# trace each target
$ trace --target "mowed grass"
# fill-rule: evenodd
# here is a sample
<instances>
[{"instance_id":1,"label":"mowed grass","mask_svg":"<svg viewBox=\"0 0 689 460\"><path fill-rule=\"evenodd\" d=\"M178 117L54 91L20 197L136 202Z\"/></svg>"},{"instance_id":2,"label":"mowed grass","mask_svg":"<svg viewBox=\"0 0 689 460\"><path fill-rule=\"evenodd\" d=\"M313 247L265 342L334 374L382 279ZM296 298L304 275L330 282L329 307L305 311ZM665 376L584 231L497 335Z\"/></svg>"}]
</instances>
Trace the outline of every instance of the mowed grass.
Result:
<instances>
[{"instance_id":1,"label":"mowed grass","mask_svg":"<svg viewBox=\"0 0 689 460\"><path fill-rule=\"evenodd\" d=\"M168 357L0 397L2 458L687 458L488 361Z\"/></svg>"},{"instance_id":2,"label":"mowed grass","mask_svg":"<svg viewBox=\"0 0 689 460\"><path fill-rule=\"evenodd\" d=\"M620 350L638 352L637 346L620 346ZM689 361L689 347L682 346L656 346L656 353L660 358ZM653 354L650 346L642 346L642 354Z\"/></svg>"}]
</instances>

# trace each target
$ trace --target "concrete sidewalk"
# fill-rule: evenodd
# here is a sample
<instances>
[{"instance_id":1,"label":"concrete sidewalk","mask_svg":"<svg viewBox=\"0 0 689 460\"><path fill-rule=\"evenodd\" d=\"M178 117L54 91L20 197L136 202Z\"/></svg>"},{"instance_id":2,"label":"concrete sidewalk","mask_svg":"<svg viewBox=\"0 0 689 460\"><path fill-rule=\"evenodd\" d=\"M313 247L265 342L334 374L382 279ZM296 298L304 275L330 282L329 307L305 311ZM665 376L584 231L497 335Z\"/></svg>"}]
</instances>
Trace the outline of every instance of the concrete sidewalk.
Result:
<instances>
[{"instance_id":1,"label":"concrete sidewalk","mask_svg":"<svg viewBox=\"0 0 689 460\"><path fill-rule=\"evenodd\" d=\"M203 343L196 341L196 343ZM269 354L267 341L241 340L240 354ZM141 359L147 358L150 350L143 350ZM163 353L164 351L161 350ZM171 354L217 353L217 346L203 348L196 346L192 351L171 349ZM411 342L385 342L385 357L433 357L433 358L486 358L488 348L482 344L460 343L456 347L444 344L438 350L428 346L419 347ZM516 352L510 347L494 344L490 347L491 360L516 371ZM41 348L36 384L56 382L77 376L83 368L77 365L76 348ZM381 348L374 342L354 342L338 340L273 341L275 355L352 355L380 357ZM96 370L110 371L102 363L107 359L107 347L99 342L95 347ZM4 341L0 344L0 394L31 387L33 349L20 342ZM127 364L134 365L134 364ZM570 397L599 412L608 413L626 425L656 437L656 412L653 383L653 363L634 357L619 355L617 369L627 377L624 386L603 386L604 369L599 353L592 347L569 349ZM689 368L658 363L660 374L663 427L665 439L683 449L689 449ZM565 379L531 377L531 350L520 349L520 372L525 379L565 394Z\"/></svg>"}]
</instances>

## The task
Collect each line of the records that contains the word "mowed", and copy those lines out in full.

## Response for this exercise
$ trace --target "mowed grass"
[{"instance_id":1,"label":"mowed grass","mask_svg":"<svg viewBox=\"0 0 689 460\"><path fill-rule=\"evenodd\" d=\"M178 117L54 91L20 197L136 202Z\"/></svg>"},{"instance_id":2,"label":"mowed grass","mask_svg":"<svg viewBox=\"0 0 689 460\"><path fill-rule=\"evenodd\" d=\"M313 247L265 342L334 374L382 279ZM296 298L304 275L330 282L329 307L305 311ZM665 376L584 231L497 335Z\"/></svg>"}]
Trace the outline of every instance of the mowed grass.
[{"instance_id":1,"label":"mowed grass","mask_svg":"<svg viewBox=\"0 0 689 460\"><path fill-rule=\"evenodd\" d=\"M168 357L0 397L2 458L687 458L488 361Z\"/></svg>"},{"instance_id":2,"label":"mowed grass","mask_svg":"<svg viewBox=\"0 0 689 460\"><path fill-rule=\"evenodd\" d=\"M620 350L638 352L637 346L620 346ZM689 361L689 347L682 346L656 346L656 353L660 358ZM653 354L650 346L642 346L642 354Z\"/></svg>"}]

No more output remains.